Solicitud dada: Transcribe sin ningún cambio las filas desde el comienzo hasta la línea que contiene "top-left (0, 435), bottom-right (80, 453)", incluidos ambos extremos.
================================
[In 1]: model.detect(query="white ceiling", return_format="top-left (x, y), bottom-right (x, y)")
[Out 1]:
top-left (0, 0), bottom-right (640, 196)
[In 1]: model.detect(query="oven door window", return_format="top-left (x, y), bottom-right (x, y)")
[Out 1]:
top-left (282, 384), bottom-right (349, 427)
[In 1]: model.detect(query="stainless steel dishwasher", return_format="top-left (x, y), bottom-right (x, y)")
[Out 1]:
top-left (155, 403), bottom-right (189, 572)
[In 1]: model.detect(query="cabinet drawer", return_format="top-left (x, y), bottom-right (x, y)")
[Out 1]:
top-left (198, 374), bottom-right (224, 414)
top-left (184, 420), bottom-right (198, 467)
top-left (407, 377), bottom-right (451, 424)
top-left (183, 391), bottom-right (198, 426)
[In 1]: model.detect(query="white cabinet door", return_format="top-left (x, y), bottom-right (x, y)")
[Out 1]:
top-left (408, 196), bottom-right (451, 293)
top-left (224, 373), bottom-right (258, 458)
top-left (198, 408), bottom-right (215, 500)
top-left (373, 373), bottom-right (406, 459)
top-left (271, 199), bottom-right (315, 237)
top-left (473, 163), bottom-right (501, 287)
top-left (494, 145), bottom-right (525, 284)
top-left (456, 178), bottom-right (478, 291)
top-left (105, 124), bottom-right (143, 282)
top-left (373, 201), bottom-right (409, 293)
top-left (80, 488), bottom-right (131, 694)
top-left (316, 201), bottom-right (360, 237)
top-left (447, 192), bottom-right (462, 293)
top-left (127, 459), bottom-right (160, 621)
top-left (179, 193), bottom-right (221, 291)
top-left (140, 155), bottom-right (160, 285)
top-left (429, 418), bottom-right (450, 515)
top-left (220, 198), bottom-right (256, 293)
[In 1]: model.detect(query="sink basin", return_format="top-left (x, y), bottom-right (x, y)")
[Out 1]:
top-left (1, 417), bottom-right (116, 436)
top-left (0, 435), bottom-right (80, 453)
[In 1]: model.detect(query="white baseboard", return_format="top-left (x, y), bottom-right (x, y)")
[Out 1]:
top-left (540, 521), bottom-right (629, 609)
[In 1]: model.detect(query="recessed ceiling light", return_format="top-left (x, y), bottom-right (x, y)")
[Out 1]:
================================
Resultado correcto:
[In 1]: model.detect(query="white ceiling", return_format="top-left (x, y), bottom-right (x, y)")
[Out 1]:
top-left (0, 0), bottom-right (640, 196)
[In 1]: model.detect(query="oven door window", return_format="top-left (x, y), bottom-right (x, y)")
[Out 1]:
top-left (282, 384), bottom-right (349, 427)
[In 1]: model.detect(query="stainless steel dishwasher", return_format="top-left (x, y), bottom-right (x, y)")
[Out 1]:
top-left (155, 403), bottom-right (189, 572)
[In 1]: model.detect(query="cabinet drawer", return_format="top-left (x, y), bottom-right (x, y)")
[Out 1]:
top-left (198, 374), bottom-right (224, 414)
top-left (184, 420), bottom-right (198, 467)
top-left (407, 377), bottom-right (451, 424)
top-left (183, 391), bottom-right (198, 426)
[In 1]: model.detect(query="white cabinet door", return_format="top-left (x, y), bottom-right (x, y)")
[Out 1]:
top-left (408, 196), bottom-right (451, 293)
top-left (224, 373), bottom-right (258, 458)
top-left (198, 408), bottom-right (215, 500)
top-left (373, 373), bottom-right (406, 459)
top-left (271, 199), bottom-right (315, 237)
top-left (473, 163), bottom-right (501, 287)
top-left (494, 145), bottom-right (525, 284)
top-left (456, 178), bottom-right (478, 291)
top-left (105, 124), bottom-right (143, 282)
top-left (373, 201), bottom-right (409, 293)
top-left (80, 488), bottom-right (131, 694)
top-left (316, 201), bottom-right (360, 237)
top-left (447, 192), bottom-right (462, 293)
top-left (127, 459), bottom-right (160, 621)
top-left (179, 193), bottom-right (221, 291)
top-left (140, 155), bottom-right (160, 285)
top-left (429, 418), bottom-right (450, 515)
top-left (220, 198), bottom-right (256, 293)
[In 1]: model.detect(query="sink basin", return_format="top-left (x, y), bottom-right (x, y)")
[Out 1]:
top-left (1, 417), bottom-right (116, 436)
top-left (0, 435), bottom-right (80, 453)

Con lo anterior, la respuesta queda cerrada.